(Referring expression data)

*****

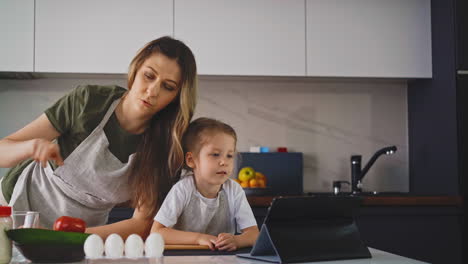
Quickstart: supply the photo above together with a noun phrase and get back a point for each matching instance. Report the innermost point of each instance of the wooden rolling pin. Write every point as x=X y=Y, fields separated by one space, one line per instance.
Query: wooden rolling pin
x=185 y=247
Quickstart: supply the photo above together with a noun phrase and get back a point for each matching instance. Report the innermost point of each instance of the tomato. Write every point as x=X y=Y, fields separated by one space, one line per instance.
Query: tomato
x=70 y=224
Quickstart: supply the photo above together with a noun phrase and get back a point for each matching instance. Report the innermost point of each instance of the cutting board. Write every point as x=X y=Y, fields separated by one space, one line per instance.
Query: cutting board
x=185 y=247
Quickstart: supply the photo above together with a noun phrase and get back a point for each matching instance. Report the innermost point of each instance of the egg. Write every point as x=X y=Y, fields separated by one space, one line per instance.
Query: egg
x=114 y=246
x=93 y=246
x=134 y=246
x=154 y=245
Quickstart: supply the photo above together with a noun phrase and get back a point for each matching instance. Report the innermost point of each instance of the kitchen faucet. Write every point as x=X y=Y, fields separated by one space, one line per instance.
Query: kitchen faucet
x=357 y=174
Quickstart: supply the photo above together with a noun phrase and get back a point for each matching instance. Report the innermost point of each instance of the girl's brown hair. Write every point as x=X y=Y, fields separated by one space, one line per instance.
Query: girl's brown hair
x=199 y=132
x=159 y=157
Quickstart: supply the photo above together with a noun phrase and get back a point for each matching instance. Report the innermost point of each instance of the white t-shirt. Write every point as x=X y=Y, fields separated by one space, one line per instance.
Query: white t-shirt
x=179 y=196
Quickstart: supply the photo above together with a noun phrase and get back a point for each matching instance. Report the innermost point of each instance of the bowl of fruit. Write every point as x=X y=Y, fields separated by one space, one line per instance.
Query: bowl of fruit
x=253 y=182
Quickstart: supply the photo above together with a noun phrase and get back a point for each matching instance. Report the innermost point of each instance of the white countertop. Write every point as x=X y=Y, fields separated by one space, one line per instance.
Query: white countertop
x=378 y=257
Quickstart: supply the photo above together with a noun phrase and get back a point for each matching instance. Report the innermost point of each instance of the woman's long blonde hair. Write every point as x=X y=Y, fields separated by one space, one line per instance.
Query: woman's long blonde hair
x=159 y=158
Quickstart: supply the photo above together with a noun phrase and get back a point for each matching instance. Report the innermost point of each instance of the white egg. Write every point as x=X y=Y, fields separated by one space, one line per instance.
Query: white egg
x=93 y=246
x=134 y=246
x=114 y=246
x=154 y=245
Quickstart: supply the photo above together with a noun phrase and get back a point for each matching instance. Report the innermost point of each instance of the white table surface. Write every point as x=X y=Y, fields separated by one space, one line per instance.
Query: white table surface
x=378 y=257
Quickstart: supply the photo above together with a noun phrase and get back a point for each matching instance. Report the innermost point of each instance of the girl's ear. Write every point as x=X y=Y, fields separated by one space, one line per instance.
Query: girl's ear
x=189 y=160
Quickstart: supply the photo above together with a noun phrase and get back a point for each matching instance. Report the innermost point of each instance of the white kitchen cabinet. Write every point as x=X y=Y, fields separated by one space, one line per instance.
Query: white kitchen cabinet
x=89 y=36
x=369 y=38
x=16 y=35
x=244 y=37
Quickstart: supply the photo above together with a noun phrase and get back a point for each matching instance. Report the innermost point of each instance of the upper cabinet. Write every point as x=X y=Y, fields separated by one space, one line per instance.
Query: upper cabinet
x=369 y=38
x=324 y=38
x=17 y=35
x=244 y=37
x=89 y=36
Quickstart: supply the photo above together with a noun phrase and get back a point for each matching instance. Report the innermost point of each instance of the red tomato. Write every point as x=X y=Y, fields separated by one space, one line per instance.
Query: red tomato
x=70 y=224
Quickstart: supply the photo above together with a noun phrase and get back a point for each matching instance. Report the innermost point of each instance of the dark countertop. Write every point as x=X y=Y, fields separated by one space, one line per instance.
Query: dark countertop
x=407 y=200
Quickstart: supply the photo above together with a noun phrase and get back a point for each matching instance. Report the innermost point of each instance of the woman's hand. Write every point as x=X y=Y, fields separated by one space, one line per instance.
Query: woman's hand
x=44 y=150
x=207 y=240
x=226 y=241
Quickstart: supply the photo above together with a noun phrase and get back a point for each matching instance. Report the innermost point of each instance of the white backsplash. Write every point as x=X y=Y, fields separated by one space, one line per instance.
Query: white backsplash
x=328 y=120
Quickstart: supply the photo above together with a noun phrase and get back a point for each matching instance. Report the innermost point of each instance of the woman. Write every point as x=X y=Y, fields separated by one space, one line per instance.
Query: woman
x=113 y=145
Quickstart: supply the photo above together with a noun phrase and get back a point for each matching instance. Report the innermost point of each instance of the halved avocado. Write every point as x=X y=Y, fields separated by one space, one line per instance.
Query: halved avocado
x=35 y=236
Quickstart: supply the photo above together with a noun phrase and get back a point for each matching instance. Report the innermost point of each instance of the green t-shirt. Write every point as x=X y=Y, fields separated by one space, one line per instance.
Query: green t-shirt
x=75 y=116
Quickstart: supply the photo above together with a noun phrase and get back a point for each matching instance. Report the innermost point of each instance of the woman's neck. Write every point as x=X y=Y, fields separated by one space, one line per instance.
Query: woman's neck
x=133 y=124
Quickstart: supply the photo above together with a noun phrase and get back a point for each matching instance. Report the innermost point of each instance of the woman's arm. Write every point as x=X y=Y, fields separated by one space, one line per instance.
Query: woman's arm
x=172 y=236
x=32 y=141
x=139 y=224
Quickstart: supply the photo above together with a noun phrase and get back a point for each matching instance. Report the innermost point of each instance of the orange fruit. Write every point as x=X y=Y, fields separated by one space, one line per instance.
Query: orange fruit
x=259 y=175
x=245 y=184
x=253 y=183
x=261 y=183
x=246 y=174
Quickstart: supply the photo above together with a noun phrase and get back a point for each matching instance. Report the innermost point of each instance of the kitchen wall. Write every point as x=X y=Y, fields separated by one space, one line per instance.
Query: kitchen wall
x=326 y=119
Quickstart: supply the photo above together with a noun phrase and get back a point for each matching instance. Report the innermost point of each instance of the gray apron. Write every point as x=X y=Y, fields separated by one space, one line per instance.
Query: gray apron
x=91 y=182
x=221 y=221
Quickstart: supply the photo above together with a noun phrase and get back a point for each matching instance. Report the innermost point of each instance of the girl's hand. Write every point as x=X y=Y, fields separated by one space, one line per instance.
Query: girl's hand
x=207 y=240
x=226 y=241
x=44 y=150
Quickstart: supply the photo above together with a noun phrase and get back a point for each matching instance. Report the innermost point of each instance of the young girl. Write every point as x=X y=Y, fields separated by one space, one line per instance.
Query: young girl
x=206 y=207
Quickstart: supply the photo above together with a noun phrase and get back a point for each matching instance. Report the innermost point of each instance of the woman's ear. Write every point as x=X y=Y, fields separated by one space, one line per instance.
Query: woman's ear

*****

**What to work on**
Except for the pictures, give the data again word for word.

**Answer space**
Quickstart: supply the photo above together with a noun phrase and get back a point for each matching instance. Report the innermost point of each instance of the wooden rolling pin. Write every point as x=X y=Y, fields separated by one space, one line per instance.
Query: wooden rolling pin
x=185 y=247
Quickstart: supply the photo above together with a noun phrase and get back a point for each matching instance. Report the innermost point of each instance of the tomato. Write every point as x=X y=Y, fields separated by one space, one line per instance.
Query: tomato
x=70 y=224
Quickstart: supply the photo above together with a noun phrase and get back a point for each matching instance. Report the innermost point of each instance of the cutting board. Write every point as x=X y=Y, fields separated by one space, one line per instance.
Query: cutting board
x=185 y=247
Quickstart: supply the photo above together with a noun phrase and get back a point for each matching instance. Report the innermost point of each instance of the egg. Write every point as x=X y=Y, fields separated by one space, one line per instance.
Query: egg
x=114 y=246
x=93 y=246
x=134 y=246
x=154 y=245
Quickstart: supply the photo above together with a noun phrase and get back a point for each matching instance. Report the innermost point of each instance of the kitchen faucet. Write every point as x=X y=Y, fields separated by one space, one line per instance.
Query: kitchen faucet
x=357 y=174
Quickstart: supply the photo above together with a noun phrase and get back a point for each matching instance. Report the innermost point of each instance of the girl's brown hair. Write every point as x=X y=Y, fields separated by one space, one line per instance.
Query: girl's brown hair
x=199 y=132
x=159 y=157
Quickstart: supply the photo above together with a noun phrase and get back a point for each matching instance. Report the innermost point of each instance of the white t-shirt. Write every point as x=X y=Y, fields separated by one space, one line per instance.
Query: white t-shirt
x=179 y=196
Quickstart: supply the photo above together with a noun phrase and get back a point for each matching instance. Report the innermost point of each instance of the bowl of fruit. Write every point as x=X y=Y, fields separated by one space, one line per instance.
Query: bowl of fruit
x=253 y=182
Quickstart: supply the photo above together with a noun phrase and get back a point for each matching instance. Report the innermost point of each instance of the white countertop. Write every point as x=X y=Y, fields separated by one space, one line per instance.
Query: white countertop
x=378 y=257
Quickstart: supply the photo above together with a noun phrase and get back a point for each matching instance. Report the innermost point of each instance of the woman's long blonde hair. Write every point as x=X y=Y, fields separated by one space, one line per instance.
Query: woman's long blonde hair
x=159 y=158
Quickstart: supply the photo above together with a noun phrase and get back a point for each matching instance. Report the innermost point of each instance of the white egg. Write every point as x=X y=Y, fields separated by one space, one line per instance.
Query: white egg
x=93 y=246
x=134 y=246
x=114 y=246
x=154 y=245
Quickstart: supply the photo above together with a noun phrase and get back a point for each matching instance. Report the innermost point of each instance of the white table surface. Write every point as x=X y=Y, fields separated by one space, one line per instance.
Query: white table surface
x=378 y=257
Quickstart: supply the photo above together with a noun phrase and get back a point for each matching instance. Report the innermost point of each instance of the girl's ear. Write every point as x=X y=Y, fields separated by one space, one line per instance.
Query: girl's ear
x=189 y=160
Quickstart: supply the photo above together with a noun phrase and get back a point for each matching instance. Report the innermost point of each instance of the white kitchen cabinet. Write every point as x=X y=Y, fields separated by one space, one line per instance.
Query: white kitchen cabinet
x=89 y=36
x=369 y=38
x=16 y=35
x=244 y=37
Quickstart: supply the photo above together with a noun phrase and get back a point for each matching instance. Report the innermost point of each instance of the upper cabinet. Write every point as x=X y=Y, fields separated by one space, one line per instance.
Query: upper cabinet
x=369 y=38
x=324 y=38
x=17 y=35
x=244 y=37
x=89 y=36
Quickstart: supply the photo above together with a noun phrase and get back a point for each matching instance. Report the innermost point of each instance of the red tomato. Write every point as x=X y=Y, fields separated by one space, one line per instance.
Query: red tomato
x=70 y=224
Quickstart: supply the photo above together with a noun phrase and get back a point for each matching instance. Report the innermost point of each instance of the dark countertop. Write every point as x=X y=Y, fields separated by one space, one line per instance.
Query: dark countertop
x=407 y=200
Quickstart: supply the photo above together with a noun phrase and get back a point for each matching instance. Report the innermost point of each instance of the woman's hand. Write every point as x=X y=Y, fields separated by one space, one line per instance.
Query: woman's hand
x=44 y=150
x=207 y=240
x=226 y=241
Quickstart: supply the photo above together with a noun phrase and get back a point for each matching instance. Report the innermost point of each instance of the white backsplash. Write every point as x=X y=Y, fields separated by one space, one line per instance.
Query: white backsplash
x=328 y=120
Quickstart: supply the photo above together with a noun phrase and get back a point for each matching instance. Report the innermost point of each instance of the woman. Write every point as x=X y=Y, fields separated by one space, one line per instance.
Query: woman
x=113 y=145
Quickstart: supply the photo above together with a noun phrase and get back a point for each matching instance. Report the innermost point of each instance of the halved avocado. Write every point as x=X y=Y, fields separated by one space, one line per instance.
Query: halved avocado
x=35 y=236
Quickstart: supply the photo above together with a noun phrase and get back a point for each matching instance. Report the innermost point of each instance of the green t-shirt. Write every point as x=X y=Y, fields separated by one space, one line per instance.
Query: green t-shirt
x=75 y=116
Quickstart: supply the photo above together with a noun phrase and get back a point for each matching instance. Report the innermost point of each instance of the woman's neck. Write every point as x=X y=Y, fields separated by one space, one line per instance.
Query: woman's neck
x=133 y=124
Quickstart: supply the photo above together with a noun phrase and get back a point for each matching instance. Report the innermost point of each instance of the woman's arm. Write every point as x=X y=Y, fields separated by one space, one line per instance.
Query: woman's arm
x=172 y=236
x=32 y=141
x=139 y=224
Quickstart: supply the photo above together with a noun phrase and get back a point for each matching instance. Report the innermost point of each instance of the orange fruit. Write every point as x=X y=Y, fields separated by one space, one line per instance.
Query: orange fruit
x=259 y=175
x=245 y=184
x=253 y=183
x=261 y=183
x=246 y=174
Quickstart: supply the photo above together with a noun phrase and get back a point for each matching instance. Report the innermost point of each instance of the kitchen wall. Write every point as x=X y=Y, fields separated by one space, one line per instance.
Query: kitchen wall
x=326 y=119
Quickstart: supply the photo above together with a noun phrase and get back a point for each matching instance. Report the innermost point of each instance of the gray apron. Write every point as x=X y=Y, fields separated by one space, one line per instance.
Query: gray apron
x=91 y=182
x=221 y=221
Quickstart: supply the photo above together with a noun phrase and get back a point for each matching instance. Report the innermost point of each instance of the girl's hand. Write every point as x=X y=Y, fields separated by one space, one line per instance.
Query: girl's hand
x=207 y=240
x=226 y=241
x=44 y=150
Quickstart: supply the photo above together with a noun phrase and get back a point for each matching instance. Report the innermost point of each instance of the young girl. Write every point as x=X y=Y, fields separated by one space, one line per instance.
Query: young girl
x=206 y=207
Quickstart: supply the photo above together with a noun phrase and get back a point for each matching instance. Report the innermost point of each instance of the woman's ear. Write every point as x=X y=Y, fields separated by one space, one line per instance.
Query: woman's ear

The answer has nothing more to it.